------ Exercise data

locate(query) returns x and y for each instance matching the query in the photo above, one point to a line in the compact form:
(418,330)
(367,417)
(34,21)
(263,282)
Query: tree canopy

------------

Change "compact form" to "short form" in the material and give the lines again, leaving everything else untouched.

locate(query) returns x and y for each instance matching the query in the photo above, one point to a line in the short form:
(418,330)
(367,417)
(34,21)
(263,282)
Query: tree canopy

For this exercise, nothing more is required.